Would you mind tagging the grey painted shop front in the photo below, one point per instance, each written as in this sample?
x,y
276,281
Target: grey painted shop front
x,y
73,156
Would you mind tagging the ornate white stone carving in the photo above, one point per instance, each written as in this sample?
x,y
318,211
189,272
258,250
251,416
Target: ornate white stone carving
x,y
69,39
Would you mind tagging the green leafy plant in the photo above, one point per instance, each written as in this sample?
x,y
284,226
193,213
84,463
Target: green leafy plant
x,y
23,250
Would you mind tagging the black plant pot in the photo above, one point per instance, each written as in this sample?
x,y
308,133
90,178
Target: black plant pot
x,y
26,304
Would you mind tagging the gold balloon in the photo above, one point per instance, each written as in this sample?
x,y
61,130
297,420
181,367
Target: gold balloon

□ □ □ □

## 과제 목표
위 항목 가운데 "Would you mind tagging the gold" 문구가 포함된 줄부터 항목의 마지막 줄까지 한 글자도 바꾸지 말고 다시 옮겨 적으십시오.

## 문제 정답
Would you mind tagging the gold balloon in the photo above, one point per instance, each written as in this sample?
x,y
61,130
297,420
181,367
Target: gold balloon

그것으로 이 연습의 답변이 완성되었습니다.